TEXT TO READ:

▼

• Meet The New Boss, Not The Same As The Old Boss?

    Posted by on December 16th, 2007 · Comments (2)

    The St. Petersburg Times has a great feature up on Hank Steinbrenner today. Some hightlights:

    “Maybe at times I’ll shoot from the hip too much,” says Hank with a deep, deliberate voice that contrasts to his father’s faster, clipped delivery. “And that’s an influence from my dad. But the biggest thing I learned from him is winning.”

    For years, he distanced himself from baseball, where there would have been precious little room to establish his own identity while following in his father’s footsteps. Other than a brief stint with the team in 1985 and 1986, learning the ropes of the organization, Hank remained immersed in the thoroughbred business some 100 miles north at Kinsman Farm in Ocala, where he would produce a steady string of graded stakes champs and 2005 Kentucky Derby favorite Bellamy Road.

▲

SOURCE MATERIAL:
▼

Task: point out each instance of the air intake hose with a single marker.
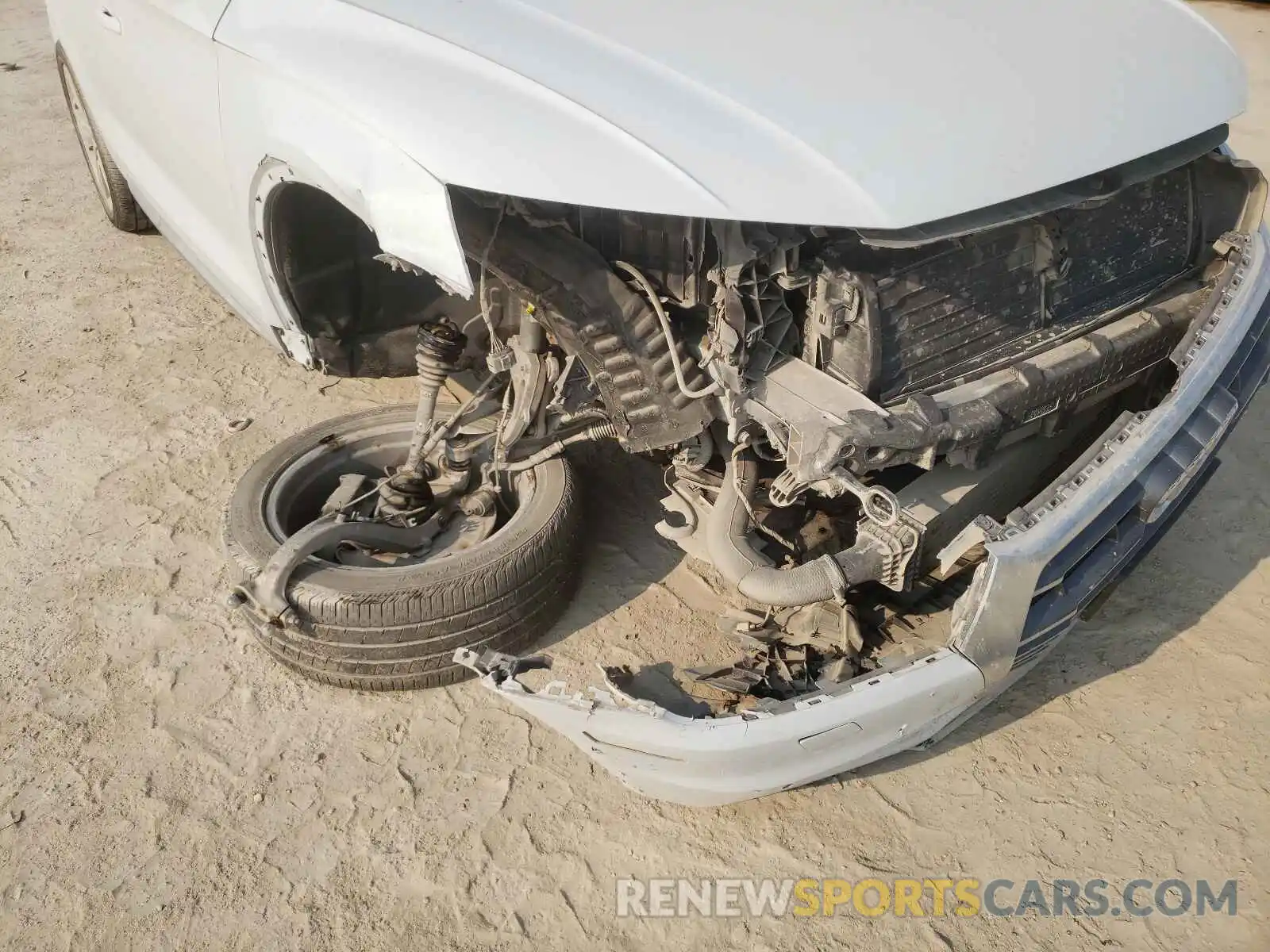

▲

BRIEF: Write out, word for word, the part of the post about Hank Steinbrenner that opens with the words containing "Posted by on" and closes with "favorite Bellamy Road.". None of the data is needed here.

WRITTEN RESPONSE:
Posted by on December 16th, 2007 · Comments (2)

    The St. Petersburg Times has a great feature up on Hank Steinbrenner today. Some hightlights:

    “Maybe at times I’ll shoot from the hip too much,” says Hank with a deep, deliberate voice that contrasts to his father’s faster, clipped delivery. “And that’s an influence from my dad. But the biggest thing I learned from him is winning.”

    For years, he distanced himself from baseball, where there would have been precious little room to establish his own identity while following in his father’s footsteps. Other than a brief stint with the team in 1985 and 1986, learning the ropes of the organization, Hank remained immersed in the thoroughbred business some 100 miles north at Kinsman Farm in Ocala, where he would produce a steady string of graded stakes champs and 2005 Kentucky Derby favorite Bellamy Road.